— start of Excerpt to read —

# nyu/usc



## movied (Mar 31, 2009)

Hi
Why are there more applicant to nyu film production than usc?


----------



## mkench (Mar 31, 2009)

Say who?


----------



## bombshellfilms (Mar 31, 2009)

if that's true, bet it's the GRE.


----------



## Jayimess (Mar 31, 2009)

USC no longer requires the GRE.


----------



## bombshellfilms (Apr 1, 2009)

since when? too bad i would have applied.


----------



## Suzako (Apr 1, 2009)

Pretty sure this a change Since the admissions cycle for Fall 2009, because my GRE score was late in arriving and admissions made sure to tell me that they needed it.


----------



## Golden (Apr 1, 2009)

To answer the original posters question, USC has close to 1.000 applicants and NYU usually has around 800.

And USC doesn't requre the GRE for NEXT years application, but that certainly wasn't the case for this years application.


----------



## TDK120 (Apr 1, 2009)

Hey, anybody else accepted to both MFA programs in screenwriting?  I'm trying to see how people are choosing.  I'm visiting both, talking to students and professors in both, and they seem to have different strengths.  Both seem good, though.  Anybody have any thoughts?


----------



## Jayimess (Apr 1, 2009)

The GRE is no longer required for any of USC's MFA programs, not just SCA, I believe...effective now.  Fall 2009 you still needed it!

I've heard everything from 4-10% acceptance rate for the various programs.    They accept 100 students each year.

I know the writing is 7-10%...

but everything's different this year, they got BOMBARDED with apps.


----------



## Jayimess (Apr 1, 2009)

And hey, TDK, I'm pretty sure there are some people on here who applied and were accepted to both, but none spring to mind...not too many people apply to both since they're so different, and when they do, they don't seem to get into both...that's for SW, not PR.


----------

— end of Excerpt to read —

**Short task 1**
In the forum thread, turn the paragraph that opens with "And hey, TDK, I'm pretty sure" into a short bulleted list that keeps its main facts.
The forum thread and the lines of data are unrelated to each other.

— start of Records provided —

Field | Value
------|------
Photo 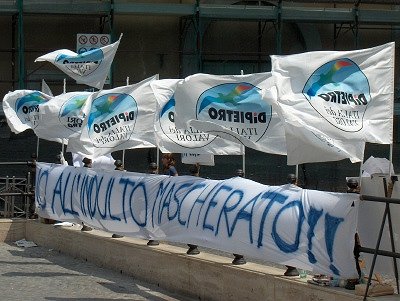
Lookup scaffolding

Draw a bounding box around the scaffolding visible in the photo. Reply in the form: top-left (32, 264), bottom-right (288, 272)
top-left (0, 0), bottom-right (400, 89)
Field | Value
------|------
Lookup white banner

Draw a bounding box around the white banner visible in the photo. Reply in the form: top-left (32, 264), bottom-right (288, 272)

— end of Records provided —

**Short task 2**
Echo every one of the lines of data word for word, leaving the pictures out of your answer.

**Exercise answer 1**
- Some people on the forum have probably applied to both and been accepted to both, but none come to mind.
- Few people apply to both, since the programs are so different.
- Those who do apply to both don't seem to get into both.
- This is about SW, not PR.

**Exercise answer 2**
Field | Value
------|------
Photo 
Lookup scaffolding

Draw a bounding box around the scaffolding visible in the photo. Reply in the form: top-left (32, 264), bottom-right (288, 272)
top-left (0, 0), bottom-right (400, 89)
Field | Value
------|------
Lookup white banner

Draw a bounding box around the white banner visible in the photo. Reply in the form: top-left (32, 264), bottom-right (288, 272)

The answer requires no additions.